*Excerpt*.
The second memory chip 402 includes a memory I/O interface 414 for off-chip communications via a logic layer 404 to the I/O interface 413 on the processor chip 401. Logic layer 404 includes channel controllers 434, 444 that provide control of multiple channels forming one or more sets of high-speed data pathways on which weight data can flow across an interface 432a, 432b exposed on a surface of the logic layer 404, and complementary to the interface 431a, 431b on a surface of banks 430a, 430b of NVM dies arranged in layers direct connected by vertical connections 450a, 450b at the surfaces provided between the IO-memory interface 432a, 432b and the memory-IO interface 431a, 431b. The direct vertical connections 450a, 450b can comprise very short length copper via-to-via conductors or other chip-to-chip contact technologies suitable for high speed, low latency, and low power communication between the chips. In an implementation and by way of example, two stacks are formed by stacking four NVM dies with N/8 through silicon via (TSV) I/O per die onto a logic die; wherein N is the total number of TSV IO, and 8 is number of dies; N/8 is IO per die. One NVM die has one channel; one channel is N/8 through silicon via (TSV) I/O. Each channel is completely independent so each channel can operate independently. One controller can control multiple channels. An external controller can be provided in a field programmable gate array (FPGA) or system on a chip (SoC) die (e.g., implementing processor 401).

DRAM is an option to bond into the system in package (SiP) in case on-chip SRAM is not big enough.

Thermal (heat) management can used to guarantee data retention.

An AI accelerator (e.g. accelerator core 411), as the term is used herein, is a configurable logic circuit including components designed or suitable for execution of some or all of the arithmetic operations of AI inference operations. Configuration of the accelerator core can include loading a set of weights from memory 402 to be used in conducting inference operations, or parts of the set of weights. In some embodiments, configuration of the accelerator core can include loading some or all of the of the computation graphs of an inference model that define the sequence and architecture of the operation of the inference model. The inference model can comprise a computation graph of a deep learning neural network, in some examples having a plurality of fully connected and partially connected layers, activation functions, normalization functions and so on.

*What to do*.
a - Answer these about the accelerator memory excerpt:
(i) In the example implementation, how many NVM dies are stacked onto a logic die to form each stack?
(ii) In what case is DRAM an option to bond into the system in package?
(iii) What can thermal management be used to guarantee?
b - Pick up the accelerator memory excerpt after its last sentence and continue it.

*Source excerpt*.
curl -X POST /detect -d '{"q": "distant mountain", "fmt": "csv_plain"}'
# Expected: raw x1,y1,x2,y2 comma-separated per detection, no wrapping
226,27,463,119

*Answers*.
a -
(i) Four.
(ii) In case on-chip SRAM is not big enough.
(iii) Data retention.

b -
An accelerator core can be implemented using configurable logic, like arrays of configurable units used in field programmable gate arrays for example, in which compiled computation graphs are configured using bit files. An accelerator core can be implemented using a hybrid of data flow configurable logic and sequential processing configurable logic.

A runtime processor core (e.g. CPU 410) can execute a runtime program to coordinate operation of the accelerator core to accomplish real time inference operations, including data input/output operations, loading computation graphs, moving the set of weights to be applied in the inference operation into and out of the accelerator core, delivering input data to the accelerator core, and performing parts of the computations to obtain inference results.

FIG. 5 is a flowchart illustrating an example of logic of operations executed by an inference system, such as described with reference to FIGS. 1-4. FIG. 6 is a simplified functional block diagram of a representative neural network node (neuron) processed by the AI inference system logic as described herein. The logic can be implemented using machine executable instructions stored in memory, such as the SRAM on-chip memory 405, or other memory accessible by the processor 410 coupled with a logic layer die including channel logic implementing connections between a plurality of channels conducting data to and from an accelerator core via at least one bus, and a plurality of non-volatile memory (NVM) dies stacked vertically one above another, forming a layered vertical stack of NVM dies, each of the NVM dies including at least one memory chip and a plurality of direct vertical connections to a corresponding channel logic in the logic layer. In this example, a collection of weights for artificial intelligence neural network computations downloaded from an external source, such as a network, is loaded into the high bandwidth NVM of the inference system.

With reference to FIGS. 5, 6, and 7, during runtime, an operation retrieves a plurality of neural network weights 602 (e.g., W_b, W₁, W₂, W₃, and W_n) stored in the high bandwidth NVM (operation 501). The weight data is directly transferred into the AI accelerator core 611 to perform calculations. An activation function 604 is stored in activation memory (e.g., 403 of FIG. 4) (operation 502). With reference to FIG. 7, suitable activation data can include stored data implementing an activation function including one or more of a sigmoid function 702, a hyperbolic tangent (tan h) function 704, a rectified linear unit (ReLU) function 706, a leaky rectified linear unit (LReLU) function 708, and a maxout function 710.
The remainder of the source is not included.